What you need to do –
In the lines below, swap every "bounding box" for "outline box" and leave everything else the same.

Dataset –
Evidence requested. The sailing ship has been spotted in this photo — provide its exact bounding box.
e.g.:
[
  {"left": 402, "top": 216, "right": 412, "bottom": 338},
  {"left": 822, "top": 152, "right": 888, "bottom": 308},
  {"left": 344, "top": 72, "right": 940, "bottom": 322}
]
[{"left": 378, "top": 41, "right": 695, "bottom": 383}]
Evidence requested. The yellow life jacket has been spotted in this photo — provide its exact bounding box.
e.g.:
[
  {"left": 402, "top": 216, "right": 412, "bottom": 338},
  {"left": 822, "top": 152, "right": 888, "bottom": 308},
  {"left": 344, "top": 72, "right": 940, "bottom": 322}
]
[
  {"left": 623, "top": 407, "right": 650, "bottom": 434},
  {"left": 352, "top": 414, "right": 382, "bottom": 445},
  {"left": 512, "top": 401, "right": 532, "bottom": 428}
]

In response –
Evidence requested. The sailing ship has been spotted in this photo — provide its exact outline box.
e.g.:
[
  {"left": 402, "top": 216, "right": 412, "bottom": 338},
  {"left": 822, "top": 152, "right": 888, "bottom": 308},
  {"left": 344, "top": 72, "right": 940, "bottom": 322}
]
[{"left": 378, "top": 41, "right": 695, "bottom": 383}]
Evidence requested. The yellow life jacket has been spotted in this photo — provide its exact outline box.
e.g.:
[
  {"left": 402, "top": 216, "right": 412, "bottom": 338},
  {"left": 822, "top": 152, "right": 888, "bottom": 308},
  {"left": 344, "top": 72, "right": 940, "bottom": 322}
]
[
  {"left": 623, "top": 407, "right": 650, "bottom": 434},
  {"left": 352, "top": 414, "right": 382, "bottom": 445},
  {"left": 512, "top": 401, "right": 532, "bottom": 428}
]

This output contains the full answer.